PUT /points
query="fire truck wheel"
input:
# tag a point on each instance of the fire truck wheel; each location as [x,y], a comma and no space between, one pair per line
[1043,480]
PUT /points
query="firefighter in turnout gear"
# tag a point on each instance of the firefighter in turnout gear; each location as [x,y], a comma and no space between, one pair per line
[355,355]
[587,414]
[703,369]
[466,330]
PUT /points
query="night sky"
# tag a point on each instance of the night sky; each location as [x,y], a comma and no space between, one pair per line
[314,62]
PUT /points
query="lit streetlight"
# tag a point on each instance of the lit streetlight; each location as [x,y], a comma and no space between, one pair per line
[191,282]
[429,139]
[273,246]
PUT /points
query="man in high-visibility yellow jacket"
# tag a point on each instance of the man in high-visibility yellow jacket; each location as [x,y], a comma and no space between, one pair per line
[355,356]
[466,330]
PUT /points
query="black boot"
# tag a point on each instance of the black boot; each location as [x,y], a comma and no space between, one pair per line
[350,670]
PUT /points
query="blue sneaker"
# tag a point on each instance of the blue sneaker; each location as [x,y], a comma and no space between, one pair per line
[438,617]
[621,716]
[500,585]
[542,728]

◆ ◆ ◆ ◆ ◆

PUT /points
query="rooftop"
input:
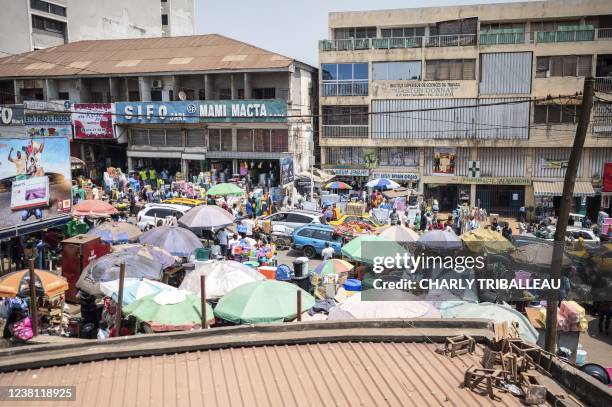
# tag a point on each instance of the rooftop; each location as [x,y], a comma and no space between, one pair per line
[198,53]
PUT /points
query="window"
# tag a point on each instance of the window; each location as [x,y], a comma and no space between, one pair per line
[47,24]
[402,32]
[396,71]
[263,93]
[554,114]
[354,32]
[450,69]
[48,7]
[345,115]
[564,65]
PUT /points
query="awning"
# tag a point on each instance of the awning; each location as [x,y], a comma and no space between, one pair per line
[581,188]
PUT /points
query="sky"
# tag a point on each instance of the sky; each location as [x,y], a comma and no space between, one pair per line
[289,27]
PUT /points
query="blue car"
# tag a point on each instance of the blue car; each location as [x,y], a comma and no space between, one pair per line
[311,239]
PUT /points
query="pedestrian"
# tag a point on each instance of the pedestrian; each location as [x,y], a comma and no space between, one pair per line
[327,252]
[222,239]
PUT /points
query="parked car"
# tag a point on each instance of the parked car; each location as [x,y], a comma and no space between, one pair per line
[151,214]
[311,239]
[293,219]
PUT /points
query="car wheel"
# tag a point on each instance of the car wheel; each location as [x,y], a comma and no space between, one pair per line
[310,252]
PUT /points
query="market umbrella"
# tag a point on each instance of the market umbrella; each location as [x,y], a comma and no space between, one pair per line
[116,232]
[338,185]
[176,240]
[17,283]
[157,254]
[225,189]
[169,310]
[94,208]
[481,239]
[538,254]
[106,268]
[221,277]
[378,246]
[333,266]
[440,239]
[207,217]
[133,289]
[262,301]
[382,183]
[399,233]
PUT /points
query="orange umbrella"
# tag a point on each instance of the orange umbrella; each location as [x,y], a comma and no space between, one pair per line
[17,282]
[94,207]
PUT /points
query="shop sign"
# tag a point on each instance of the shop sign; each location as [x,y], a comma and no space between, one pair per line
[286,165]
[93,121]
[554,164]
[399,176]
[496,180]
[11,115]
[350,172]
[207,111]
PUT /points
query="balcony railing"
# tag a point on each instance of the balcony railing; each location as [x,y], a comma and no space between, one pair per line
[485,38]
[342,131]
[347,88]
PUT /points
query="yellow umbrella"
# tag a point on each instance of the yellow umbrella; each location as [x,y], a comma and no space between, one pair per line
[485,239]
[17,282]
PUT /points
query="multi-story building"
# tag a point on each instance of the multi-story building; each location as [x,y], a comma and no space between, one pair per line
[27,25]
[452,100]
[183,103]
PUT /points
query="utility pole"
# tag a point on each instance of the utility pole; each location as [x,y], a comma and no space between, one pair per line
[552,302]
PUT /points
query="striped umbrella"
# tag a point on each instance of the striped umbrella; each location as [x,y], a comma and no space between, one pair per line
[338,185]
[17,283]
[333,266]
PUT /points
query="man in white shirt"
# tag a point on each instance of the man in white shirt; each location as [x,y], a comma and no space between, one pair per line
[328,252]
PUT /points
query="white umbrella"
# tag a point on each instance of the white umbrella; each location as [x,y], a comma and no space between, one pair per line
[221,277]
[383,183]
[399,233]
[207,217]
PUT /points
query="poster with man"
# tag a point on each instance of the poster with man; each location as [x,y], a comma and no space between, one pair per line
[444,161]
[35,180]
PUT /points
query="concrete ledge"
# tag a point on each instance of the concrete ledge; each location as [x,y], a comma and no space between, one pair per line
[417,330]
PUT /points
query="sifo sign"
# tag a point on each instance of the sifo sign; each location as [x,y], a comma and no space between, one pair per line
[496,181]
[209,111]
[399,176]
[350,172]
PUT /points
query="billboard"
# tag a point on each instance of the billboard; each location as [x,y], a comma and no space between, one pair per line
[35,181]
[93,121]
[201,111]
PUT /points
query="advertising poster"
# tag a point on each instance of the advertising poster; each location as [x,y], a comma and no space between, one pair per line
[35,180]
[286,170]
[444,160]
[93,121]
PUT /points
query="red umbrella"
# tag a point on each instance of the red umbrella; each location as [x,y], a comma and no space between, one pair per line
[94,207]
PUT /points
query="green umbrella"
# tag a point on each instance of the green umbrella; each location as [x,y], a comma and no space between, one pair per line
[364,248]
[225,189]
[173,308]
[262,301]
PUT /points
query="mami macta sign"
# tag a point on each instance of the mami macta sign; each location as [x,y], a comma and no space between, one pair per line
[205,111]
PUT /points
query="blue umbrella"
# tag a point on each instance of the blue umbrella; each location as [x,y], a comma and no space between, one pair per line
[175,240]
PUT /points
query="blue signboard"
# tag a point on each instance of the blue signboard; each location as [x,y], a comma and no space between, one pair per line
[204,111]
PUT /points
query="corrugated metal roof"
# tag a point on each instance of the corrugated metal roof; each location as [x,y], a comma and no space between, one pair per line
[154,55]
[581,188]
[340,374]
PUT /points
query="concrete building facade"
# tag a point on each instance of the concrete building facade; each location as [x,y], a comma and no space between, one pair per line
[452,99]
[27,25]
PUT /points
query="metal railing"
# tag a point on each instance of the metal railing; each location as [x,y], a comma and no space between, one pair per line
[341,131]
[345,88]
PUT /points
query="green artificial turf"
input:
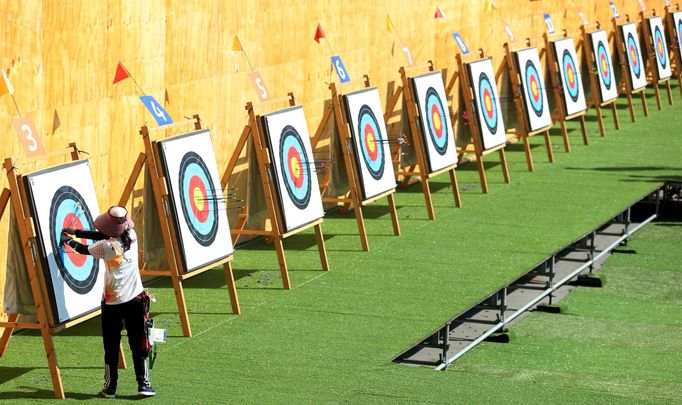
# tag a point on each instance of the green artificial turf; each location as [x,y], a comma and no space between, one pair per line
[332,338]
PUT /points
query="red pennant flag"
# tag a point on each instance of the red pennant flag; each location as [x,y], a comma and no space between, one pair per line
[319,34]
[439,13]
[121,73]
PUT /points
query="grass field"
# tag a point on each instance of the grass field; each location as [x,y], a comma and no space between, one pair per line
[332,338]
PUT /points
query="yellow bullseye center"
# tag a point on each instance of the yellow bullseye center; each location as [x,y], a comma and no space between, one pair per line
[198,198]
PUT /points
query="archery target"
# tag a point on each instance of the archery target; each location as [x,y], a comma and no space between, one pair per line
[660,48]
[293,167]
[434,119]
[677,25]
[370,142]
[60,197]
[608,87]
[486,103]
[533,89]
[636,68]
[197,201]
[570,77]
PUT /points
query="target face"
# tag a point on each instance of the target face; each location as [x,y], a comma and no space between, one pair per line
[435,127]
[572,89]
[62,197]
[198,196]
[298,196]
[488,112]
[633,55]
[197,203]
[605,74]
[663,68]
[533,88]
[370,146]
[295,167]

◆ ◆ ◆ ◆ ◆

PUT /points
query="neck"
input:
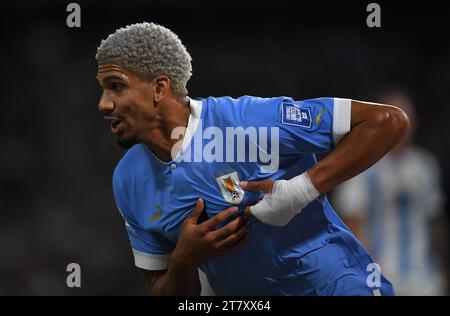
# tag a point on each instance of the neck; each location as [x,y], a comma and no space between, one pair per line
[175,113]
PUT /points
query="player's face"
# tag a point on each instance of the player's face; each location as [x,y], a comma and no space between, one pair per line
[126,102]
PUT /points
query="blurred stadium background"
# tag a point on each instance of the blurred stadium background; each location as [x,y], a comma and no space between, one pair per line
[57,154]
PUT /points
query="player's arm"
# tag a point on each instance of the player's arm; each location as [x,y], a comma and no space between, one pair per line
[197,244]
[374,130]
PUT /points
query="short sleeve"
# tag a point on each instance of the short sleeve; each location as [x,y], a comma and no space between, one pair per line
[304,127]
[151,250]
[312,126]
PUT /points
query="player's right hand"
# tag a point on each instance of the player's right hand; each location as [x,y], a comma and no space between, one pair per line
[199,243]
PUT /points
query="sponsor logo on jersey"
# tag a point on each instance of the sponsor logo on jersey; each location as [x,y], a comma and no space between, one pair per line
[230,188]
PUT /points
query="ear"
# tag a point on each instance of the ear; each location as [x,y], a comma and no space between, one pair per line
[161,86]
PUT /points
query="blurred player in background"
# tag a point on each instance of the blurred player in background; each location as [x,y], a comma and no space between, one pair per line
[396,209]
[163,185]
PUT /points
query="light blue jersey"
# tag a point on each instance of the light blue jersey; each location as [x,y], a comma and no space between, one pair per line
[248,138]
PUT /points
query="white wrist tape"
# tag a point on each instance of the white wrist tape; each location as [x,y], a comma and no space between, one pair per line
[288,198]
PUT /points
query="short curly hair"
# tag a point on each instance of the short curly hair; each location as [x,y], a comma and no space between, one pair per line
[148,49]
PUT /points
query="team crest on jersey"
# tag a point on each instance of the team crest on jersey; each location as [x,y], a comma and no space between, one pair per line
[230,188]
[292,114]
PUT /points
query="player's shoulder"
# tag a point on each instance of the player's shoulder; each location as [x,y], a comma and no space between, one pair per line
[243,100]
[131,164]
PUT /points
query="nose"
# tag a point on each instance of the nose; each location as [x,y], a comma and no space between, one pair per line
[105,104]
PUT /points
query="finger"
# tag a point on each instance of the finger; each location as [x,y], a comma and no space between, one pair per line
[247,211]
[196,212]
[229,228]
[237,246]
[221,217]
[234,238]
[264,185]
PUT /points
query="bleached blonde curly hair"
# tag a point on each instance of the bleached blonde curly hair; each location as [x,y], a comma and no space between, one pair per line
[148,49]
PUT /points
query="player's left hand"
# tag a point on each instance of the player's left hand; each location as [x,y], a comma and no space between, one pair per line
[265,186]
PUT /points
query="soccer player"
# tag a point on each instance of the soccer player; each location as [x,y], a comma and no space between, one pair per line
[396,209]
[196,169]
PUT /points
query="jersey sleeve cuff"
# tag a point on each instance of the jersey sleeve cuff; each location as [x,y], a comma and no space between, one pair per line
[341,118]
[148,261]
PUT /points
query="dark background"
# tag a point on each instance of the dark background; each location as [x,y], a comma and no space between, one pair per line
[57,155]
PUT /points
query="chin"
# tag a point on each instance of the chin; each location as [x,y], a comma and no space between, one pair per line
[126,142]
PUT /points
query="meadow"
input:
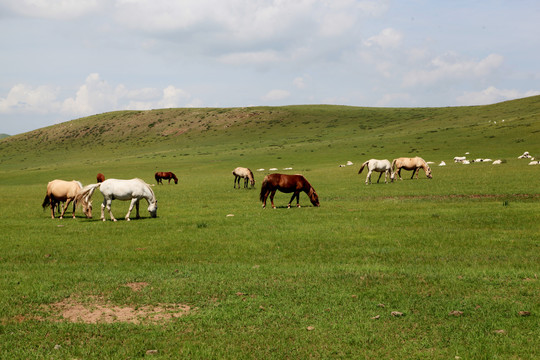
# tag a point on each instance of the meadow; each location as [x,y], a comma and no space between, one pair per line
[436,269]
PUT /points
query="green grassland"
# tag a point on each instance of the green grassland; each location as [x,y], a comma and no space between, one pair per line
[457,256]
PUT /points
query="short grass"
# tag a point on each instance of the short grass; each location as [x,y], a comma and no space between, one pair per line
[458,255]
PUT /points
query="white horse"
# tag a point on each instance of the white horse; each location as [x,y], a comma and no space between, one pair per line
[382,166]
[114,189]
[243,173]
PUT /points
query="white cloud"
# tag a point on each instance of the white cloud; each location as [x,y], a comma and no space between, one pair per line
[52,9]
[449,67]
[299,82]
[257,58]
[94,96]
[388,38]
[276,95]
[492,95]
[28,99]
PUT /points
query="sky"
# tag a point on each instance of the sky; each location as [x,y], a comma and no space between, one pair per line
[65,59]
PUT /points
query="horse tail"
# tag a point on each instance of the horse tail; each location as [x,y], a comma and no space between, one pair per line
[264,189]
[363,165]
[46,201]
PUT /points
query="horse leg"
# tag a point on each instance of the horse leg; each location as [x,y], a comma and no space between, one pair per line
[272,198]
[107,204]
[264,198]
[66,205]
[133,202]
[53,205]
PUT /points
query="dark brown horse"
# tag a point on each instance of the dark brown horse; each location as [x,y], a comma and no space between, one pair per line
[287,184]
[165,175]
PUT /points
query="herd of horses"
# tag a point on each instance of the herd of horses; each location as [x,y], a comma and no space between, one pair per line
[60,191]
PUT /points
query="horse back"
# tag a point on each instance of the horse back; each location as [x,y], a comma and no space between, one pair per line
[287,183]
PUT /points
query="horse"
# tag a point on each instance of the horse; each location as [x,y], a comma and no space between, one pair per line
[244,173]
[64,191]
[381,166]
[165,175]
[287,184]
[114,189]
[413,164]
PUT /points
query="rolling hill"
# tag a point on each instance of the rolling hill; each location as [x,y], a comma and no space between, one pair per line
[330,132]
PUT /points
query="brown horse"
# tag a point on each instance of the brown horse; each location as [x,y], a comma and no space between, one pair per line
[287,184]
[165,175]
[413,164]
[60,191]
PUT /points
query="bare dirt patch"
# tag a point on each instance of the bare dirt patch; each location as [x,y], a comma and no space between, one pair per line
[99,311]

◆ ◆ ◆ ◆ ◆

INSTRUCTIONS TO FOLLOW → Which lines of the records contain the word "left" with its case matching exactly? Copy out each of those lines.

THE REPLY →
query="player's left hand"
# tag a point on each instance of the player's left hand; each location as [x,y], a comma and no space between, one pair per line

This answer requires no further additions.